EXTRACT PROVIDED:
## Begin
Hi,

Xingjie's plan is great, I don't oppose the current plan.

But there seems to be something in the current plan that may be confusing.

1. In the current plan, we seem to store both the in param and out param in
varpool. When the in param and the out param have the same name, the out
param will override the in param. This may be reasonable, but when we are
troubleshooting, it's hard to know where is current in param from, it may
come from the upstream or generate by the current task.

2. If there are multiple upstream tasks want to transport the same
parameter, only one will be kept in the varpool, and it's hard to tell
which one will be kept.

3. If we store out param in all varpool, this may cause the large varpool
in post node.

You can get detail at https://github.com/apache/dolphinscheduler/issues/5565

To be honest, I am not sure if the user will have these problems.

And My suggestion is not to store all the param at varpool, each task saves
only its own out parameter in the varpool. I am not sure if this is
consistent with @Xingjie's second plan.


This is my personal opinion, for reference only.

Thanks,
Wenjun Ruan


Lidong Dai <[email protected]> 于2021年6月5日周六 下午11:22写道:

> hi,
>   any progress? Do we need a meeting to solve this?
> By the way, the picture can't show in the apache mailing list, you can
> upload the pic to github, then paste the url address to the mail.
## End
DATA:
## Begin
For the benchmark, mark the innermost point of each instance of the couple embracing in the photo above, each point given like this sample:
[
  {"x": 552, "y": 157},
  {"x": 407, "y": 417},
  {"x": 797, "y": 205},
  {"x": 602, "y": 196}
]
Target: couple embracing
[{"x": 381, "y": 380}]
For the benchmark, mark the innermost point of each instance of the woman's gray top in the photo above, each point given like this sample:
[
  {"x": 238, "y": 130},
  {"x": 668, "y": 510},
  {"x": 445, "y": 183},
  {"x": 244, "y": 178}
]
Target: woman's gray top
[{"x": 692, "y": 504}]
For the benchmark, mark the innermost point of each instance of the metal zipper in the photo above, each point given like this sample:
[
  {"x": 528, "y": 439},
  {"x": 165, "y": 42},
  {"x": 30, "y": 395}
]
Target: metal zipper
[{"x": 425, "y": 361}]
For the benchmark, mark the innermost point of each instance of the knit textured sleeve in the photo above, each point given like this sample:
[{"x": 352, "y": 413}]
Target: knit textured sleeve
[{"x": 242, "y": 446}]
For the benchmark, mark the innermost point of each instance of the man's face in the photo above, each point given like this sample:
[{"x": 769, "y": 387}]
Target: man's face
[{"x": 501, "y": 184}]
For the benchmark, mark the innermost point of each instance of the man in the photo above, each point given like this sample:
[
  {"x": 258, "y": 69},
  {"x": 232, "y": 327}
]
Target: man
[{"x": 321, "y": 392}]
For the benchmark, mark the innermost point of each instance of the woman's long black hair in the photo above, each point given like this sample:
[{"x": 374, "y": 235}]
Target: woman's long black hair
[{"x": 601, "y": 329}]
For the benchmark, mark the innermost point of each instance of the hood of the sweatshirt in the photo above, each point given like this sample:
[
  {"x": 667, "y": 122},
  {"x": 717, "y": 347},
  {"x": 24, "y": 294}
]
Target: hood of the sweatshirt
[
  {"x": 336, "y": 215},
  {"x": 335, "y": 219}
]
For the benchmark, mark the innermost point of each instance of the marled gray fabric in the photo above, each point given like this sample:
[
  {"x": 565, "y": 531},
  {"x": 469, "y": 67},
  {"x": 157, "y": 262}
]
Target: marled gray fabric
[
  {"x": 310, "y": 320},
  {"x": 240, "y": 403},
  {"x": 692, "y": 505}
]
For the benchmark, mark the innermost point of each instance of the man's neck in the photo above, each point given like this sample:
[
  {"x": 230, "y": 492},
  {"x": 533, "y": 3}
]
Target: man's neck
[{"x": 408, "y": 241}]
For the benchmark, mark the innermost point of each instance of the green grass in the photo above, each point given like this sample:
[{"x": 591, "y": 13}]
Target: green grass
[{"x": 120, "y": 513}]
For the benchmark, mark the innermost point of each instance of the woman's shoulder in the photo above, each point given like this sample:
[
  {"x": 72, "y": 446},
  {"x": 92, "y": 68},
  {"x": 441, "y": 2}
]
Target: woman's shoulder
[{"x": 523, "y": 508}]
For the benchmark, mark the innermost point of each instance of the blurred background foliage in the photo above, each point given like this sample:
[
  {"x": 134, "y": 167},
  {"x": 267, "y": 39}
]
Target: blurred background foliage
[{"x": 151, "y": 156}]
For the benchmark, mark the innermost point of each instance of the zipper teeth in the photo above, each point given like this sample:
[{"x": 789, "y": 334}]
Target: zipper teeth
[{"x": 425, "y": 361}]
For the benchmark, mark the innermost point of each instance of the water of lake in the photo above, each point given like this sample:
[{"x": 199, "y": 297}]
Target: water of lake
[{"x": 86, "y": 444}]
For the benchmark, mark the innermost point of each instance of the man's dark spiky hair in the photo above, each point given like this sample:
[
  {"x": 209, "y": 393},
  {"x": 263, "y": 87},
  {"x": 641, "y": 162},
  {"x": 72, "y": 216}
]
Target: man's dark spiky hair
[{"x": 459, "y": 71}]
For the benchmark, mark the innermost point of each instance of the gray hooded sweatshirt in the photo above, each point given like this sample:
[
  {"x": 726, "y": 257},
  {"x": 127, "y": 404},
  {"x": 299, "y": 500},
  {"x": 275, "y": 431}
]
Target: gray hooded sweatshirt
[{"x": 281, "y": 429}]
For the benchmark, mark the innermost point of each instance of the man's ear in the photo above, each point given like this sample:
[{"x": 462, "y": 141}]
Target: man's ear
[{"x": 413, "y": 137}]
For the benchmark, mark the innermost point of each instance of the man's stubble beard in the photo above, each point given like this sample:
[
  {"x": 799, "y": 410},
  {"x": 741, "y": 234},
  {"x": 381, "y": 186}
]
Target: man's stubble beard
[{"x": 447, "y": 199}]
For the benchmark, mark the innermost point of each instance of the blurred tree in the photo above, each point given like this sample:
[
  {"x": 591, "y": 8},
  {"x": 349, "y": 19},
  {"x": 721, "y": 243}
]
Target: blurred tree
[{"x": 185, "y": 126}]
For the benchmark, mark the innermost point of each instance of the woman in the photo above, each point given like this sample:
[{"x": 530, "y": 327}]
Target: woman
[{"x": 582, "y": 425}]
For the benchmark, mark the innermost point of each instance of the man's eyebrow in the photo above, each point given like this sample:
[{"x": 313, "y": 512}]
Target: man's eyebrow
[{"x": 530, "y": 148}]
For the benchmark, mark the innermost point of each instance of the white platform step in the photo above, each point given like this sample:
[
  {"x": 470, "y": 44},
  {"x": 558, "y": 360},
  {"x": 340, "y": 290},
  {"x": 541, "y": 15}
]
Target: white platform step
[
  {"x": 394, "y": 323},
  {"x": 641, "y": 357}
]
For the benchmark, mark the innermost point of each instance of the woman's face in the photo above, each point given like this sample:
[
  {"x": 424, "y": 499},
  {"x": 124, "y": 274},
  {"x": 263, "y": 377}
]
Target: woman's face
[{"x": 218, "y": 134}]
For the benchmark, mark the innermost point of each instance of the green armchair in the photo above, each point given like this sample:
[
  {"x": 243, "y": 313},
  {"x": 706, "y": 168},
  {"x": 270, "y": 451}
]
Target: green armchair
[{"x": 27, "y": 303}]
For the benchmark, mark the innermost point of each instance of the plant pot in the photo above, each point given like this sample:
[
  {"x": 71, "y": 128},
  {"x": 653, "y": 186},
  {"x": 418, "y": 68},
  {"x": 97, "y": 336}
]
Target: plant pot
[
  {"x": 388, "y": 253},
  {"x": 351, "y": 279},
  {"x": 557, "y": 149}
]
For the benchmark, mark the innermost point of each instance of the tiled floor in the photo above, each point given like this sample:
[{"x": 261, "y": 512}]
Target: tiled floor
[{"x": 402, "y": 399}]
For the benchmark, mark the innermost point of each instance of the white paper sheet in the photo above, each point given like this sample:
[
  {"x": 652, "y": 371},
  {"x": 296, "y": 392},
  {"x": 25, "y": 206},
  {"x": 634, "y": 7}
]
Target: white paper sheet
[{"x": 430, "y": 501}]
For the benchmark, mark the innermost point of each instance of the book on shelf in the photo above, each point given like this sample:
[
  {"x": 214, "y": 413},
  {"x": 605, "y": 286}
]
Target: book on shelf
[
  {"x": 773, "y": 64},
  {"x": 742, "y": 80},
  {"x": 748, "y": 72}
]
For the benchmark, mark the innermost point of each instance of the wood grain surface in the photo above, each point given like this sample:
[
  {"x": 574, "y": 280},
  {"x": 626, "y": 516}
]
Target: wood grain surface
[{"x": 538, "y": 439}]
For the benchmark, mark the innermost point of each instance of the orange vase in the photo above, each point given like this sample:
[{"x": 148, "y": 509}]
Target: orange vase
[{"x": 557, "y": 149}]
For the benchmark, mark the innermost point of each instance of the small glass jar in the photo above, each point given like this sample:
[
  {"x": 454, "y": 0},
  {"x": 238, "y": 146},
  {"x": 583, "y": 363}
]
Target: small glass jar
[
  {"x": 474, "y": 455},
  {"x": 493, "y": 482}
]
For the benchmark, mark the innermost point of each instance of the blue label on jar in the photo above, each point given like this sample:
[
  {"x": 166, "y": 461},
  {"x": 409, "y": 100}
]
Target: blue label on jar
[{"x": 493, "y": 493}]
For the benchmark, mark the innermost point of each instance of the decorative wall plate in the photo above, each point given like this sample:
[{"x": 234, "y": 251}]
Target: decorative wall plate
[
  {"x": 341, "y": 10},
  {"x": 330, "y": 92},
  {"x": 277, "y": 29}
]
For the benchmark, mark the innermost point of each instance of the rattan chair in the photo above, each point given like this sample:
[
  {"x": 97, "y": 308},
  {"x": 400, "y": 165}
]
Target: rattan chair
## End
EXERCISE REQUIREMENTS:
a: List every person named in the varpool message.
b: Rewrite the varpool message between "But there seems" and "will be kept.", inclusive, replacing "varpool" with "variable pool".

EXPECTED RESPONSES:
a: Xingjie, Wenjun Ruan, Lidong Dai

b:
But there seems to be something in the current plan that may be confusing.

1. In the current plan, we seem to store both the in param and out param in
variable pool. When the in param and the out param have the same name, the out
param will override the in param. This may be reasonable, but when we are
troubleshooting, it's hard to know where is current in param from, it may
come from the upstream or generate by the current task.

2. If there are multiple upstream tasks want to transport the same
parameter, only one will be kept in the variable pool, and it's hard to tell
which one will be kept.